Natural-language object grounding data
%%

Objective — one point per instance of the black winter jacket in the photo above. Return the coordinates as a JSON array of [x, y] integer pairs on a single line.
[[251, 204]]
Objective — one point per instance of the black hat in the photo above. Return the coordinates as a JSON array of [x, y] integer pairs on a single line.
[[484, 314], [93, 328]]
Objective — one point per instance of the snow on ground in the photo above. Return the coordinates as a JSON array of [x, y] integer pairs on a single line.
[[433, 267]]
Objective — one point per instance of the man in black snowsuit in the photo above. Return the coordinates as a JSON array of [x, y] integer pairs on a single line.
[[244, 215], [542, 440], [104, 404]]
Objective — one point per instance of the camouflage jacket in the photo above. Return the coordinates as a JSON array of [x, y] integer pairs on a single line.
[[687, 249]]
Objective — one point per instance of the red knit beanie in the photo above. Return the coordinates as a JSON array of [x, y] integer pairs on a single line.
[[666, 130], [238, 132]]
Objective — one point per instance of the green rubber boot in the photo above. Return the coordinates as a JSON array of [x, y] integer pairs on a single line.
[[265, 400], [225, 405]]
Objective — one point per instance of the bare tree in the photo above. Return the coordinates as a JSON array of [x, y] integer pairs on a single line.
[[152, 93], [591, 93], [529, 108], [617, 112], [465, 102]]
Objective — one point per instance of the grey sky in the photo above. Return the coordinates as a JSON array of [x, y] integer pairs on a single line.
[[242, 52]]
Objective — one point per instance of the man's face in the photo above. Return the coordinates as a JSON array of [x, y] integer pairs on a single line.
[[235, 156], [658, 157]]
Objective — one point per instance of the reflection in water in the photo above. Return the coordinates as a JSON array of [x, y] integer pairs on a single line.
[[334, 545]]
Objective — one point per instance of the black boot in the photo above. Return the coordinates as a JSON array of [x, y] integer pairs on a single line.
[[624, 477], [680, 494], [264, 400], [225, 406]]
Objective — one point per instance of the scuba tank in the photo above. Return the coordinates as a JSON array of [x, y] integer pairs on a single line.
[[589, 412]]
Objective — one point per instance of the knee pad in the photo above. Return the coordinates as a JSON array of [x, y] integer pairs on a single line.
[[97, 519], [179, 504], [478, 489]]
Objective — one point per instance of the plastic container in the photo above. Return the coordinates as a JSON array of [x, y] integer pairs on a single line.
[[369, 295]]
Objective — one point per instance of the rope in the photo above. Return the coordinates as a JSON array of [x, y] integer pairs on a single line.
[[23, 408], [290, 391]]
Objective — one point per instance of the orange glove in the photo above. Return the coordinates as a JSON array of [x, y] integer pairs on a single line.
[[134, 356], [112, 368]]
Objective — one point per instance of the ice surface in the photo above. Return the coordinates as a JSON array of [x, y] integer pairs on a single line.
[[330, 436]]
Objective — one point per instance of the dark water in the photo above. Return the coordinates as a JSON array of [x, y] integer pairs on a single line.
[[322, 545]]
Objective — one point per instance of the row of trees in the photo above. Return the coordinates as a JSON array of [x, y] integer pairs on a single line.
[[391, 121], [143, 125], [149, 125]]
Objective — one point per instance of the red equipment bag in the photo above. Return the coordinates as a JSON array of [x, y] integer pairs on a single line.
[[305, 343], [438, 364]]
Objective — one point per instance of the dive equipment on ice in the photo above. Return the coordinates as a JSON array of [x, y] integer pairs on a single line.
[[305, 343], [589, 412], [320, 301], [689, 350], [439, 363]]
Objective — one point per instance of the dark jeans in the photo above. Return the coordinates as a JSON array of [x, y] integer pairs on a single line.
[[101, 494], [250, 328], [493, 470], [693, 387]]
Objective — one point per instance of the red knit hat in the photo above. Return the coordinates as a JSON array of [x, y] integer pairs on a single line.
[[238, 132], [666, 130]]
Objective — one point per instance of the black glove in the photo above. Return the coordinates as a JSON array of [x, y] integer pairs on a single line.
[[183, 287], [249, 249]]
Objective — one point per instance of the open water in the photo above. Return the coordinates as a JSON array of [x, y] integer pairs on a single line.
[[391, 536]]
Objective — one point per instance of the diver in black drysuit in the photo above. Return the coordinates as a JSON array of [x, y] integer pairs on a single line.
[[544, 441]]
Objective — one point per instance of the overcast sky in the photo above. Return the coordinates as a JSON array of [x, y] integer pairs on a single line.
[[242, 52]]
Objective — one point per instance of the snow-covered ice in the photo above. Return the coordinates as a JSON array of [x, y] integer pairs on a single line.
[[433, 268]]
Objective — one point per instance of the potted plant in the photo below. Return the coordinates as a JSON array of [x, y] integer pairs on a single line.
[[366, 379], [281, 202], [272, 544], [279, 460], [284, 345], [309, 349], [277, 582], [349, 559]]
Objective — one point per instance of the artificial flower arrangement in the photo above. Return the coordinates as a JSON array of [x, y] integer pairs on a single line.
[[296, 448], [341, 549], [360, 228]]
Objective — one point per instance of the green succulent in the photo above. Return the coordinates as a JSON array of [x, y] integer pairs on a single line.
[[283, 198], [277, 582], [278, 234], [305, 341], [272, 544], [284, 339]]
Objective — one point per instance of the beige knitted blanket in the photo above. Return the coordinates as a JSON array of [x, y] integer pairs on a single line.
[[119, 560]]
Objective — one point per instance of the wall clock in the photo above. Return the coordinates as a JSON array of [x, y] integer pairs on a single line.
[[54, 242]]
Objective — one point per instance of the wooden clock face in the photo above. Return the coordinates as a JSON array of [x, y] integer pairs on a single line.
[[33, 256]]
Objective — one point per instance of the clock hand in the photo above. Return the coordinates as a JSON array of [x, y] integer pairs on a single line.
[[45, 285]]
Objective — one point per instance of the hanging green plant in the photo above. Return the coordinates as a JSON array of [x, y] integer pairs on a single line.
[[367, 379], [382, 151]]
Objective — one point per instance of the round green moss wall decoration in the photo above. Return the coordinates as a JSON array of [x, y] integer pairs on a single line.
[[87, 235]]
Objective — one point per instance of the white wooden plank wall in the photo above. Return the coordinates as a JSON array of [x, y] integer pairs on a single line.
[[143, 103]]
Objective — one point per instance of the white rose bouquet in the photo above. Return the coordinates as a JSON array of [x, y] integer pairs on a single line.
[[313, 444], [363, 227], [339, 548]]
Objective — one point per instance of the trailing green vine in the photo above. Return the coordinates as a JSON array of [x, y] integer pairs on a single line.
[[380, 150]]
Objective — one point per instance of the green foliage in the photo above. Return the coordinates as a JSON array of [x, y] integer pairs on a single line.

%%
%%

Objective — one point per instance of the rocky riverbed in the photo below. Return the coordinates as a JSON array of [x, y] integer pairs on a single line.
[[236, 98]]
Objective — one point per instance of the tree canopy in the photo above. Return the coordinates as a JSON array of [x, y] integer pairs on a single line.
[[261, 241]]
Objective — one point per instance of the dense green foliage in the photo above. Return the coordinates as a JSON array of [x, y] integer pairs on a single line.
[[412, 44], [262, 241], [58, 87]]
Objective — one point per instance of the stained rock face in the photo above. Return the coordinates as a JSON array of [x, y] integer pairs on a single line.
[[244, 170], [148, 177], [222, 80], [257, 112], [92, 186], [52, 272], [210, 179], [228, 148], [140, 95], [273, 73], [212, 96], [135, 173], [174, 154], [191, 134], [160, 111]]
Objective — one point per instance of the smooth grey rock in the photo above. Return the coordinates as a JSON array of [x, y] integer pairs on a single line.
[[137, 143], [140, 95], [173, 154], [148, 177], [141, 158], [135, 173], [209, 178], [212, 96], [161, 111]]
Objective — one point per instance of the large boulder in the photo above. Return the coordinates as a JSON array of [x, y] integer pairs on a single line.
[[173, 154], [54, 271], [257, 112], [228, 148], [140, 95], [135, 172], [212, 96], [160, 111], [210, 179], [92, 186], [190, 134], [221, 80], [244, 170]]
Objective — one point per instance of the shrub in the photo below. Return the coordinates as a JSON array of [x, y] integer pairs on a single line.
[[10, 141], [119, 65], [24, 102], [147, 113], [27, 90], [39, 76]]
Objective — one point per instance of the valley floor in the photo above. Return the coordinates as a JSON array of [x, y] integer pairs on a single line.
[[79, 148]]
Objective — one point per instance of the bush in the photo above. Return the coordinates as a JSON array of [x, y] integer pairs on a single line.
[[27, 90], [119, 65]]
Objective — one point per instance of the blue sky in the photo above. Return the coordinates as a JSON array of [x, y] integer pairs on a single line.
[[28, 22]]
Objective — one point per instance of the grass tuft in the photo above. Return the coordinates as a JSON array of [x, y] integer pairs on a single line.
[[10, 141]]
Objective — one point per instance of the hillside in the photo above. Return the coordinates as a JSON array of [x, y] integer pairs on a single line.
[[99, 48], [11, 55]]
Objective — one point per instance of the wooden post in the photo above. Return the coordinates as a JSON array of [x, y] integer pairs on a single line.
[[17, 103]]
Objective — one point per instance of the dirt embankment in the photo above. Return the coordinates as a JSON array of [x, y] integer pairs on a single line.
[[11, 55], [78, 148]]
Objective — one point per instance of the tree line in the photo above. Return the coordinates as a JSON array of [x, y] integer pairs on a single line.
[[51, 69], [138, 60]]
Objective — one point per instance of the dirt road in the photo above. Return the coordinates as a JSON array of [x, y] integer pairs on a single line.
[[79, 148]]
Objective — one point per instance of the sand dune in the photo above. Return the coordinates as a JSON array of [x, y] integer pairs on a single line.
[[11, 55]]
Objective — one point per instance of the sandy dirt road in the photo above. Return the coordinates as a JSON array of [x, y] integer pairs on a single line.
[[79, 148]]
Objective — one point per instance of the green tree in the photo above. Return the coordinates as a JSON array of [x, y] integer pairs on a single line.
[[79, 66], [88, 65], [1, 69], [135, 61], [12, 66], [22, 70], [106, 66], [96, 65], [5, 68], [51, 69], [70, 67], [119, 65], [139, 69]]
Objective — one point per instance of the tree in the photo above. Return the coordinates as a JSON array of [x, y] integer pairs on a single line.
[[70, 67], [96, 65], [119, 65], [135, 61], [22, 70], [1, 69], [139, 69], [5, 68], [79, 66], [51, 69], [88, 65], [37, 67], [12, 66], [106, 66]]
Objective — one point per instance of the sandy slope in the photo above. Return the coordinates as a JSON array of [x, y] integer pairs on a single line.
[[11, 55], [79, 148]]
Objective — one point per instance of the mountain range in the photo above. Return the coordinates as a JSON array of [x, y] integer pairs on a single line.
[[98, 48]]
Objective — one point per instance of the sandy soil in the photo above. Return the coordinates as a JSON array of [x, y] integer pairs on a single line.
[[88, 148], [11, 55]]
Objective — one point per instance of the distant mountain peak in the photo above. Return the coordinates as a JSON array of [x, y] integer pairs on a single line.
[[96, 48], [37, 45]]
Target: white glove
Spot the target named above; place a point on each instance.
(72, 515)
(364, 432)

%%

• **Exercise**: Retype only the lines above between the line with "Objective — one point per instance of the beige" and the line with "Objective — one point per instance of the green foliage", counting those two lines as well, and keep every character as it is.

• **Answer section**:
Objective — one point per instance of the beige knitted blanket in the photo above. Return the coordinates as a JSON array of [x, y] integer pairs on a single line.
[[119, 560]]
Objective — one point per instance of the wall clock in the photo above. Return the coordinates as a JSON array of [x, y] integer pairs on a single line.
[[54, 242]]
Objective — one point per instance of the wooden clock face in the photo above. Return the coordinates as a JSON array of [x, y] integer pairs on a single line.
[[33, 256]]
Objective — one point per instance of the clock hand in the photo above. Return the coordinates as a JSON array of [x, y] integer pairs on a single line.
[[45, 285]]
Objective — one point per instance of the hanging green plant in the photo above. Return the coordinates as a JSON array of [x, y] integer pairs on a single line.
[[367, 379], [382, 151]]
Objective — one point per instance of the round green moss wall decoration in the photo above. Return the coordinates as a JSON array of [x, y] integer pairs on a single line.
[[87, 235]]
Objective — one point per instance of the white wooden plank wall in the photo above. Return the coordinates as a JSON array of [x, y] integer pairs on a single line.
[[143, 103]]
Objective — one point per instance of the white rose bouquet in the photo above. Return the coordinates as a JSON array of [x, y] integer pairs on a single line.
[[313, 444], [363, 227], [339, 548]]
Objective — one point per instance of the trailing green vine in the photo above. Return the coordinates as a JSON array of [x, y] integer pairs on a single line.
[[380, 150]]
Objective — one point per instance of the green foliage in the photo above. Return the coordinates as a JSON array of [x, y] integer pairs on a single line.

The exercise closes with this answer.